* **Consigne**: Pouvez-vous recopier à l'identique, dans l'article sur le Vieux-Lévis, l'extrait qui va de « Il y a bien » à « aisées au Bas-Canada. » ?
**** Extrait source
Le Vieux-Lévis et la densification par la démolition des bâtiments anciens

* Article publié dans la revue « La Lucarne » Vol. XXXII, numéro 2 – Printemps 2012

Par Yvan-M. Roy

Il y a bien longtemps, « la Traverse » ou « le Passage » étaient les termes que les gens de Lévis utilisaient pour indiquer l’endroit où, été comme hiver, des canotiers offraient un service pour se rendre à Québec. Une percée dans la falaise prit le nom de côte du Passage. La côte devint la voie d’accès vers le sud à l’ intérieur du pays, pour aller en Beauce ou jusqu’à Boston. De nombreuses auberges offraient le gîte aux voyageurs en attente d’un canot passeur. C’était l’époque où le seigneur John Caldwell avait créé cette ville d’Aubigny (1818), le rêve d’un premier centre de villégiature pour familles aisées au Bas-Canada.


L’âge d’or de la côte du Passage

L’âge d’or de la vieille côte débuta en 1854 quand Lévis devint le terminal maritime du chemin de fer Grand-Tronc. En 1861, le conseil de Lévis tenait ses premières réunions dans l’ancienne auberge Foisy, à l’angle Wolfe et du Passage. Jusqu’en 1881, un essor économique exceptionnel permit aux commerçants d’amasser des fortunes. Du printemps à l’automne, Lévis était le port de débarquement  de dizaines de milliers d’immigrants qui cherchaient à gagner l’Ontario, le Mid-West américain et les Prairies canadiennes. De toutes les campagnes sur la rive droite du Saint-Laurent, on y venait se procurer l’essentiel et le luxe. Pour un temps, la côte du Passage devint la « côte des Marchands ». Des journaux comme L’Écho de Lévis ou Le Quotidien  y étaient édités et se comparaient aux meilleures publications de Québec ou de Montréal. Bien des édifices ont 125 ans, quelques uns remontent à l’époque d’Aubigny. Ils reflètent le dynamisme et l’aisance des entrepreneurs et commerçants du 19e siècle. De 1872 à 1893, alors qu’il fut successivement journaliste, publiciste et éditeur, Alphonse Desjardins était un habitué. Il louait un bureau situé au No 13, côte du Passage, à l’angle de la rue Wolfe.
********
**** Données enregistrées
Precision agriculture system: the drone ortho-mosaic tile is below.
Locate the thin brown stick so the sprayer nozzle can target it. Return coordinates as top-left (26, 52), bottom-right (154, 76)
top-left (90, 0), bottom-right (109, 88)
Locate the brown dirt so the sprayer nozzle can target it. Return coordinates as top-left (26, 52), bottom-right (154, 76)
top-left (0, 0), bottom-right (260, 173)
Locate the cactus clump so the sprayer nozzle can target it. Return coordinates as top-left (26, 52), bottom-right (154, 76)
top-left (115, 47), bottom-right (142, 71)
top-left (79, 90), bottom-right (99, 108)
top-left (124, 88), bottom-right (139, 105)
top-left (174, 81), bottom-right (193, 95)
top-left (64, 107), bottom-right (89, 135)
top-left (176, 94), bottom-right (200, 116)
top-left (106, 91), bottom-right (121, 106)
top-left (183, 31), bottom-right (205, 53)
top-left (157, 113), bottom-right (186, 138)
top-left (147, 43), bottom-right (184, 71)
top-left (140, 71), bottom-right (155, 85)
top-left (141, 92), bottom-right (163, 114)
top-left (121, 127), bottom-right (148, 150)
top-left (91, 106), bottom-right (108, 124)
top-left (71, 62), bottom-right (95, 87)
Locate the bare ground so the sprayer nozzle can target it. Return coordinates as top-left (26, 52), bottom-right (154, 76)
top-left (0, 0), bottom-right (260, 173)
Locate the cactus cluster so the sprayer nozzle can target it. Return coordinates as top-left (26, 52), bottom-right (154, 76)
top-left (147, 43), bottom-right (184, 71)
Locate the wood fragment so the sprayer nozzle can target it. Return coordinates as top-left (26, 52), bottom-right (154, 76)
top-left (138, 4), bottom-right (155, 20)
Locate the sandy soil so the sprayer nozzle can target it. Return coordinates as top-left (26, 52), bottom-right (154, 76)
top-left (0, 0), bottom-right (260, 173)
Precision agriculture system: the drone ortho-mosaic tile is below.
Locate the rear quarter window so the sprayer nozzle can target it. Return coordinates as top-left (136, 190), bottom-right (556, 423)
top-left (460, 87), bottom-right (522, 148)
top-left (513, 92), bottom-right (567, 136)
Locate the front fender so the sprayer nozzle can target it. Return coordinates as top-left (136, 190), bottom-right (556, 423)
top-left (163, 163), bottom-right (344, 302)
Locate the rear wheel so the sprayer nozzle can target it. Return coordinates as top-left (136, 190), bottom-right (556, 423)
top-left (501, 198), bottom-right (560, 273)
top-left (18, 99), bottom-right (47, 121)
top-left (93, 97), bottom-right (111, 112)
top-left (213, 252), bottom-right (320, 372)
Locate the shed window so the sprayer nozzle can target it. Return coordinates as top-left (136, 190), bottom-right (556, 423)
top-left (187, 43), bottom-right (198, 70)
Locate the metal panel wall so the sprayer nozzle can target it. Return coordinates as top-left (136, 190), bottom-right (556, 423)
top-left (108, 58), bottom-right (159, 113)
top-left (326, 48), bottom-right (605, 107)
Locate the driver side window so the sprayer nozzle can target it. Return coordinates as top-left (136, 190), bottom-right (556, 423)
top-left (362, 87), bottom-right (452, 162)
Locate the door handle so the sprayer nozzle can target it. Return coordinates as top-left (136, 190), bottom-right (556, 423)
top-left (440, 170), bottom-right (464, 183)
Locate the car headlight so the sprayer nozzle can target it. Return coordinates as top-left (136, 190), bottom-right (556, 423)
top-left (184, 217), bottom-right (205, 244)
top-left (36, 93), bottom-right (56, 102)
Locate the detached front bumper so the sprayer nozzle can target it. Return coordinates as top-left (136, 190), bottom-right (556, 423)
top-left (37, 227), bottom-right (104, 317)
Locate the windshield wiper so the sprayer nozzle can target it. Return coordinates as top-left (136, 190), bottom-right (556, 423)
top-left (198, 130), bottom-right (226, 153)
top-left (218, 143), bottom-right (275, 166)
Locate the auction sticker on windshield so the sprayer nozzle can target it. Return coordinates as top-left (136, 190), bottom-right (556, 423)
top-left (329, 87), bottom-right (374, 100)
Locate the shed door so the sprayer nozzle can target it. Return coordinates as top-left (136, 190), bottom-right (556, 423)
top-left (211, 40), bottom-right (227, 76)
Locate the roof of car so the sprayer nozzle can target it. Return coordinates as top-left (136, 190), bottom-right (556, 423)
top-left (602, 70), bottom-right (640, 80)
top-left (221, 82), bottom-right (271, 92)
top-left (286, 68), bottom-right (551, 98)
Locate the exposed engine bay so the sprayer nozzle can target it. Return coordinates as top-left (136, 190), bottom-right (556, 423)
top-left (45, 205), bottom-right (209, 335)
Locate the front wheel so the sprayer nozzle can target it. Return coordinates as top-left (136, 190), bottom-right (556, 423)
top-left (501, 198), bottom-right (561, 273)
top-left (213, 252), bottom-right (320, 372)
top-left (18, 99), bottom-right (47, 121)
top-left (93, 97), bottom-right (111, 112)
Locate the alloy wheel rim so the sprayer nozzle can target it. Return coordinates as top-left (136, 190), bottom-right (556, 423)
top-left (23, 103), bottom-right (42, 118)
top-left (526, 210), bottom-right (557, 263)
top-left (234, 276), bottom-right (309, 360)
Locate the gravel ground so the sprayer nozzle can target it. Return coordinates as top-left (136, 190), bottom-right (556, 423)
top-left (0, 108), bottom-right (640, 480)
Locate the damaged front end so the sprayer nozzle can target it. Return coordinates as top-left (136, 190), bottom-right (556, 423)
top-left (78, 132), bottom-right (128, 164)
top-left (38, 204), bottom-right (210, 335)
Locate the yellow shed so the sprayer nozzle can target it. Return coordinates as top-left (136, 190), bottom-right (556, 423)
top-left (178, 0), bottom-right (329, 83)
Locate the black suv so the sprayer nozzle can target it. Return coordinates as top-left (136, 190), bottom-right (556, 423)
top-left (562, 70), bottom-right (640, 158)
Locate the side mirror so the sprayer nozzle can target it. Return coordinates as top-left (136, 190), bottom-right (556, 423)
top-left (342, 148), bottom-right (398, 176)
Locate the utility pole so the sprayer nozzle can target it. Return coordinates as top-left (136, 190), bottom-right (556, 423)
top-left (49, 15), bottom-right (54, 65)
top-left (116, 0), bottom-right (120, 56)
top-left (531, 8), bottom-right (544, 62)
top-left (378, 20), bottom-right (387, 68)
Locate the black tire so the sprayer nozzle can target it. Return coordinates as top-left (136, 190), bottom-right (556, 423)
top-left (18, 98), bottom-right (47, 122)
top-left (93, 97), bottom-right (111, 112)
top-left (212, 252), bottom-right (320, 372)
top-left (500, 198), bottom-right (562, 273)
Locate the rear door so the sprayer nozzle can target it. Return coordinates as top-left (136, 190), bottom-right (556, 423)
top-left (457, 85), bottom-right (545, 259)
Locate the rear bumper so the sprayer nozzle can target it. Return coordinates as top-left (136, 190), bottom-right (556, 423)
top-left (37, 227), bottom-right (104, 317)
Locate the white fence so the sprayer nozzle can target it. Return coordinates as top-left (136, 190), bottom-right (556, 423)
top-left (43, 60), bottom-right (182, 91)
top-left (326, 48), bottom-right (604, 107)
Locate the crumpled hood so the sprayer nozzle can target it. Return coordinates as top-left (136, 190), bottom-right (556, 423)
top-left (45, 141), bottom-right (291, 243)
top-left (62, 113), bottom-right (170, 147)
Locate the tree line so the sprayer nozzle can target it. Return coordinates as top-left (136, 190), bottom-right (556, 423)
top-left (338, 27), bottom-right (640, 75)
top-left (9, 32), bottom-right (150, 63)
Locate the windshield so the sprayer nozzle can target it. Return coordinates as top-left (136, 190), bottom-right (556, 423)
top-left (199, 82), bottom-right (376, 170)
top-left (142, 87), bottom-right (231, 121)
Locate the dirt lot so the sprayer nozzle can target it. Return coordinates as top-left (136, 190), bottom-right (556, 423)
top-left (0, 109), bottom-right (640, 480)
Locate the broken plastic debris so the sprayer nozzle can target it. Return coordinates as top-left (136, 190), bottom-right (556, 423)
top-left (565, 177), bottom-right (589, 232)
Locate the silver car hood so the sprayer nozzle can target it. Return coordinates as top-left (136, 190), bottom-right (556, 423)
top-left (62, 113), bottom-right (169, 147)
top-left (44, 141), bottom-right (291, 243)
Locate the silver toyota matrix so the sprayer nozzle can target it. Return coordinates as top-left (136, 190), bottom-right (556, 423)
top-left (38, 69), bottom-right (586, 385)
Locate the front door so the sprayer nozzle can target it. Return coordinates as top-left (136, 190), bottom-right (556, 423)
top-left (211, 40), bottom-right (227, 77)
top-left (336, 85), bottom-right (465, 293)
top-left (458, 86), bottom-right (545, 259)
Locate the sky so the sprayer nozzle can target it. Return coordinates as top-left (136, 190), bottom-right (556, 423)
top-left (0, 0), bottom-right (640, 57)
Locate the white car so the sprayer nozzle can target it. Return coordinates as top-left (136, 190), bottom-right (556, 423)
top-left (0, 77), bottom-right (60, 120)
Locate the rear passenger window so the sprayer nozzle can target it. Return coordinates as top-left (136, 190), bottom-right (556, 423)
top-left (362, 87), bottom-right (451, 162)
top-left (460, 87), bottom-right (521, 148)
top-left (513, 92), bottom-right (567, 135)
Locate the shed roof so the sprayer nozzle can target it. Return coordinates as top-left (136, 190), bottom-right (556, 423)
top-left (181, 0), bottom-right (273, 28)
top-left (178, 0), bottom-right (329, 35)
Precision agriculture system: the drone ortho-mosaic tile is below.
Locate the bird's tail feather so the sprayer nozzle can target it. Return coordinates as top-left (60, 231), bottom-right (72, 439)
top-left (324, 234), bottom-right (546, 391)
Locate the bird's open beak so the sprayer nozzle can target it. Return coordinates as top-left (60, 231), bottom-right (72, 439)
********
* **Réponse**:
Il y a bien longtemps, « la Traverse » ou « le Passage » étaient les termes que les gens de Lévis utilisaient pour indiquer l’endroit où, été comme hiver, des canotiers offraient un service pour se rendre à Québec. Une percée dans la falaise prit le nom de côte du Passage. La côte devint la voie d’accès vers le sud à l’ intérieur du pays, pour aller en Beauce ou jusqu’à Boston. De nombreuses auberges offraient le gîte aux voyageurs en attente d’un canot passeur. C’était l’époque où le seigneur John Caldwell avait créé cette ville d’Aubigny (1818), le rêve d’un premier centre de villégiature pour familles aisées au Bas-Canada.